→ Goal
Rewrite every line of the records below, requests included, and rescale each x and y coordinate in the answers by multiplying it by 2.05 and rounding to a whole number, with halves rounded up. Keep the numbers in the requests and their format samples as they are.

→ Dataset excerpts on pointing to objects

****************************************

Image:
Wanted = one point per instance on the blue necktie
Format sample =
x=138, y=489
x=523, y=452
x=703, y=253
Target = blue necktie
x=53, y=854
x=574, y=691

****************************************

→ Response to this task
Image:
Wanted = one point per instance on the blue necktie
Format sample =
x=138, y=489
x=523, y=452
x=703, y=253
Target = blue necktie
x=109, y=1751
x=1177, y=1417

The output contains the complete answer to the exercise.